* [Reading text]
--- START ---
Breitenlohe is a part of the city Burghaslach, Bavaria, Germany. Breitenlohe has about 100 inhabitants and is part of the administrative district Landkreis Neustadt an der Aisch-Bad Windsheim.

==Castle==
Well known is the castle from the 16th century. It was originally a moated castle, but the moat is dry. It has six towers, in two of them are staircases. Before the castle was built in 1569, there was already a kind of castle in the same place. The first castle was built in 1340 for Albrecht von Hohenlohe and later sold to the Family von Vestenberg, who renovated the castle and later rebuilt it. The castle is not open to the public.

==Church==
Close to the castle is the Catholic church of Exaltatio S. Crucis, also built in the 16th century.
--- END ---
* [Task requirements]
- 1) Decide whether each statement agrees with the text about Breitenlohe. Answer yes or no for each, quoting the words of the text that decide it. (a) Two of the castle's six towers contain staircases. (b) Members of the public may visit the castle. (c) The first castle was built for the Family von Vestenberg.
- 2) Write the next part of the text about Breitenlohe, continuing after its last sentence.
The material that comes next is from a different source than the text about Breitenlohe.

* [Excerpted records]
--- START ---
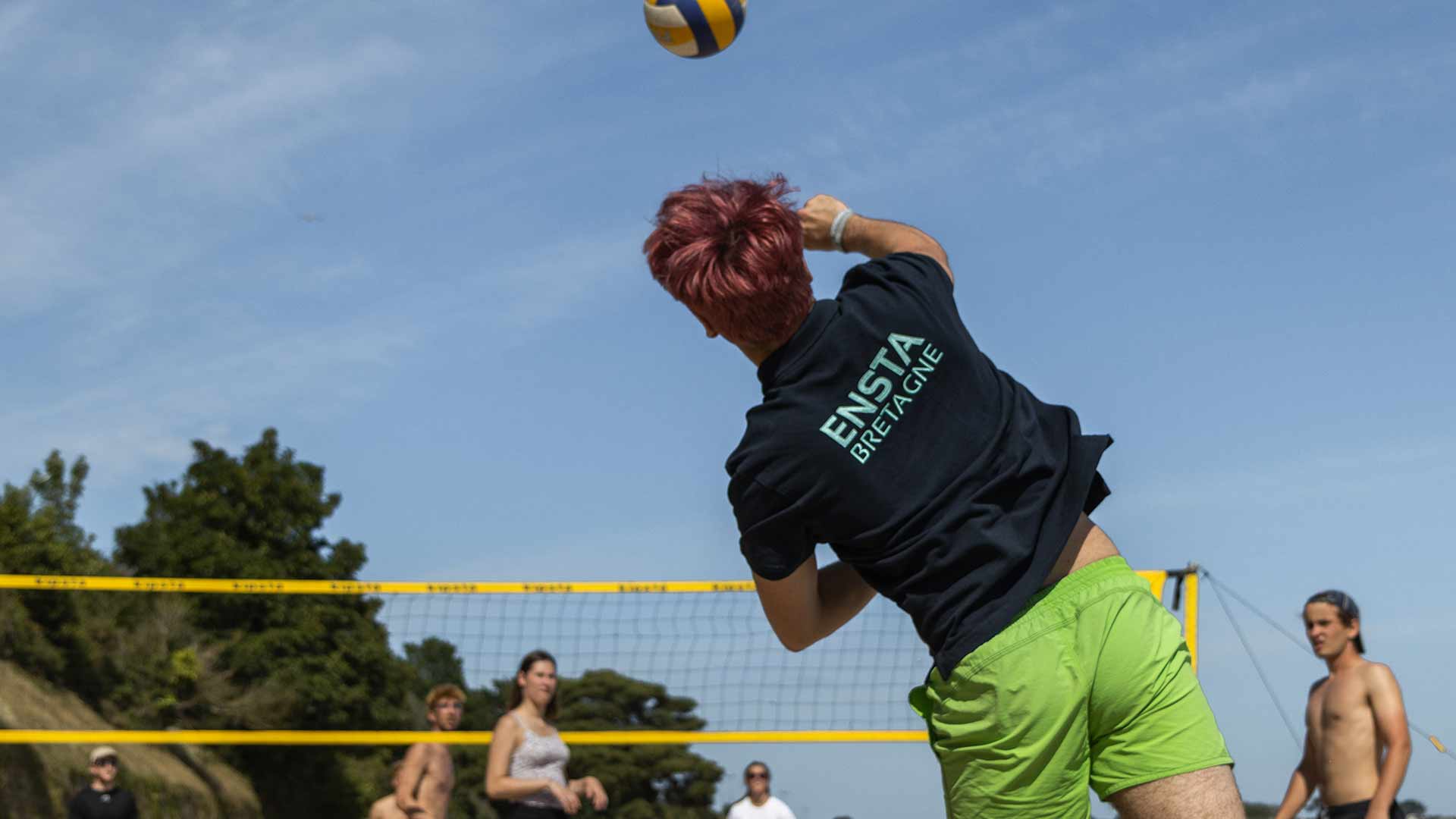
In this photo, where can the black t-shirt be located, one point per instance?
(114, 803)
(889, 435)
--- END ---
--- START ---
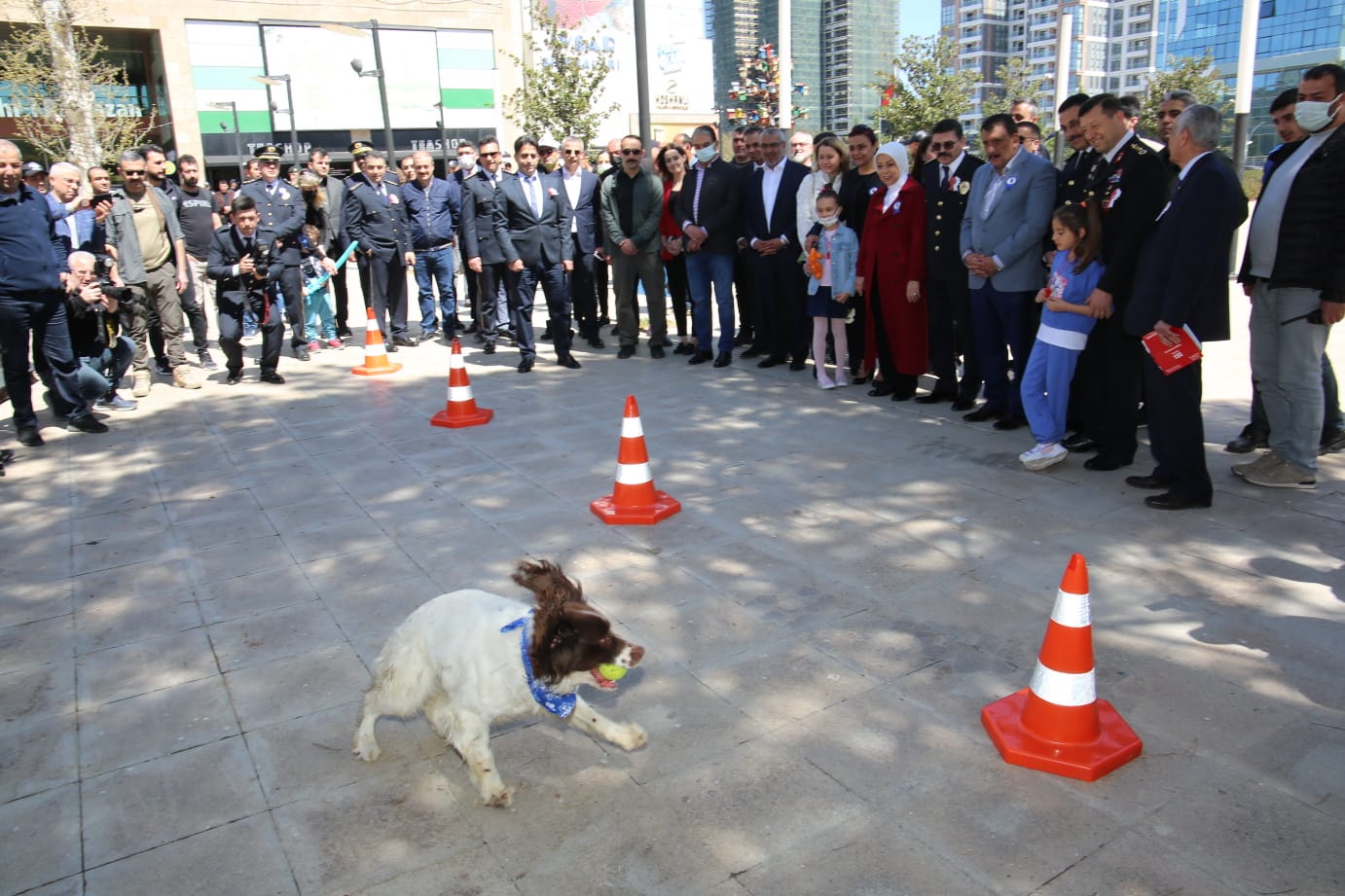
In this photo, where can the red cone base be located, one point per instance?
--- END ---
--- START ---
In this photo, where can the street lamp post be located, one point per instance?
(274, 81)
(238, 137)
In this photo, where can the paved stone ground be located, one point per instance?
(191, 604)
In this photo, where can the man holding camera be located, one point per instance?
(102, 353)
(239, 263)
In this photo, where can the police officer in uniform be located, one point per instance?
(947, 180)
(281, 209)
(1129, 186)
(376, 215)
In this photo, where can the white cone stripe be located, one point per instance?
--- END ---
* [Results in order]
- 1)
(a) Yes: "It has six towers, in two of them are staircases."
(b) No: "The castle is not open to the public."
(c) No: "The first castle was built in 1340 for Albrecht von Hohenlohe"

- 2)
== Breitenlohe Personalities ==
- Nicholas Schlee (1836–1914)|Masterbrewer and Successful Businessman. A prominent brewer in USA that grew his brewery into the third largest brewery in Columbus, Ohio. He built a mansion about 1865; since 1927 this mansion has been the clubhouse of the Germania Singing and Sport Society of Columbus Ohio. When Schlee died, his obituary noted a net worth of $3 million, or about $90 million in 2023 dollars.

==Social life==
Breitenlohe has an auxiliary fire brigade.

== Literature ==
- Natascha Meuser: Schloss Breitenlohe: Architektur und Baugeschichte, DOM publishers, Berlin 2014, ISBN 978-3-86922-361-2.